TEXTO FORNECIDO ▸
○ ○ ○
Após esse momento reflito, Genes regressa para casa dos pais na tentativa de tentar reencontrar-se de novo. De uma paixão pela música perdida por desagradáveis encontros com a noite e amigos menos recomendáveis para uma vida pacata no Montijo… O campo, a liberdade da natureza que rodeia o seu humilde apartamento na Rua Professor Rui Luís Gomes no Bairro do Esteval… Entre viagens madrugadoras para Lisboa, reviu-se muitas vezes entre a solidão e o medo… “Pedi ao Sambado para ficar nos estúdios da Maternidade. Acampava lá uma ou duas noites seguidas, o Alek Rein abria-me as portas… Eram zero as boas ideias que saiam de lá para cá.”
A meio de 2021, Genes decidira com muito esforço mudar-se de volta para Benfica onde alugara um atelier de som. De volta à frustração de não poder exprimir-se no seu máximo expoente, volta a ter outra recaída… “Estava entre a espada e a parede… Não podia voltar para casa porque não tinha como ir para casa! Sentia que não tinha um sítio para onde ir porque não pertencia em lado nenhum… Dormi no chão do estúdio muitas vezes, já para não mencionar as noites que passava num sofá minúsculo que servia também de aconchego para as aranhas e para os bichinhos que apareciam do lado de lá para me fazer companhia. Quando estive na miséria pela primeira vez senti-me obrigado a escrever pelo menos um tema que refletisse bem esse estado de desconforto puro… “Durmir no Sofá“, por exemplo, é uma canção sobre a inveja de não estar a dormir na minha cama de casal. Isso aproximou-me mais da humildade e mais ainda de Deus”.
Por fim, em Novembro de 2021, Genes decide colocar um ponto final no consumo das drogas. Saiu de vez de Lisboa para ficar no Montijo a trabalhar nas restantes canções que precisava. Tirou um pequeno curso de adultos curado por Steve Savage e lecionado nos programas da Universidade de Oxford, e aí torna-se amigo de Al Carlson (Engenheiro de Som – Lady Gaga, Geneva Jacuzzi, Weyes Blood) que começava a comparar as suas demos à pop lo-fi / psicadélica de muitos dos artistas com quem havia trabalhado… “Estava preocupadíssimo com a questão de misturar as minhas próprias canções… Se não tinha um contrato discográfico, ao menos queria um som que ia com os padrões de qualidade que eu busco para tornar-me num artista mais competitivo, não é… O Al disse-me que os meus efeitos vocais e nos instrumentos já eram bons e que eu cantava bem… Isso deu-me uma confiança anormal para mostrar as minhas novas demos a mais artistas que admirava. Tão anormal confiança que cheguei a mandá-la para a Lena D’Água”.
○ ○ ○
MATERIAL FORNECIDO ▸
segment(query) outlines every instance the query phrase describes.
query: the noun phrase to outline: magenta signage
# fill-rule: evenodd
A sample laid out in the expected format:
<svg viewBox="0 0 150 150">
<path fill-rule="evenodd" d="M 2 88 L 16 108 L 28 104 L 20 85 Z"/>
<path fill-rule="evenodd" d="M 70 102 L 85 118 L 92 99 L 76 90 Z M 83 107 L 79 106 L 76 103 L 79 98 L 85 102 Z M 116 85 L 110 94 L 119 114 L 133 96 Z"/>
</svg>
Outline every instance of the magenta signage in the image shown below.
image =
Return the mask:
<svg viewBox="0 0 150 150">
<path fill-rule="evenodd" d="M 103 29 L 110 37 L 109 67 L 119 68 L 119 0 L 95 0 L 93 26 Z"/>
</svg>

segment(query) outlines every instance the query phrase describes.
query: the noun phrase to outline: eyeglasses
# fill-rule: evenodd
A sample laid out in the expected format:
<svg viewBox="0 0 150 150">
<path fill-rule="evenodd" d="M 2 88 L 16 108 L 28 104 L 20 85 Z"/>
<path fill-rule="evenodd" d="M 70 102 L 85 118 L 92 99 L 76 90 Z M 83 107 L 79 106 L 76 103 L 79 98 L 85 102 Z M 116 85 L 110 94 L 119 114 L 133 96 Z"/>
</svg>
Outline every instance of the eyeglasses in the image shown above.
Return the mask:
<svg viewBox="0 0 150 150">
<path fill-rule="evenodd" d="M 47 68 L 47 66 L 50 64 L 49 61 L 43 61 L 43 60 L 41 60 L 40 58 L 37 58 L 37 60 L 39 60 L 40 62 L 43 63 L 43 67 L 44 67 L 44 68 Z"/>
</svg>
○ ○ ○
PERGUNTAS ▸
[A] Segundo o texto sobre Genes, o que lhe deu confiança para mostrar as novas demos a mais artistas que admirava? Responda em uma a três frases.
[B] Retome o texto sobre Genes a partir do ponto em que termina.

RESPOSTAS POR TAREFA ▸
[A] Al Carlson disse-lhe que os seus efeitos vocais e nos instrumentos já eram bons e que ele cantava bem. Segundo Genes, isso deu-lhe uma confiança anormal para mostrar as novas demos a mais artistas que admirava.

[B]
Alguns meses depois, Genes pede ouvido crítico a duas lendas. Luís Severo torna-se num colaborador improvável: “Sempre que eu e o Luís nos cruzamos, tínhamos sempre conversas interessantes. Aproveitei o facto do Sambado querer obviamente passar mais tempo com a família para questionar-me ao Severo sobre as minhas decisões a nível de arranjo e de mistura. Ele estava sempre me dando boas dicas. Às tantas pedi-lhe um trecho vocal que acabou por ficar numa dos temas, “Basileia“; E a Lena D’Água: “As pessoas não têm noção quando falam da Lena. Ela é só espectacular. Acho que não estaria a cantar em português se não fosse por causa dela… Se bem que ela diz-me sempre o mesmo, “Luís, eu não percebo nada das tuas canções. Aumenta o volume das vozes, miúdo!”
Gravado entre Janeiro de 2018 a Julho de 2020, “Genes” é o regresso de Genes aos discos. Genes traz de volta a voga dos 70’s / 80’s para ressuscitar o psicadelismo pop e o rock melódico e harmonioso, apoderando-se das guitarras elétricas em quase todos os temas e dando-lhes vida através de pedais moduladores, coros motown e harmonias doces e honestas em emoção e em espírito… “O Tyler The Creator português” oferece-nos canções para todos os moods, num disco divertido de se ouvir e resplandecente em puro talento raro. Com certeza um dos discos mais curiosos do ano.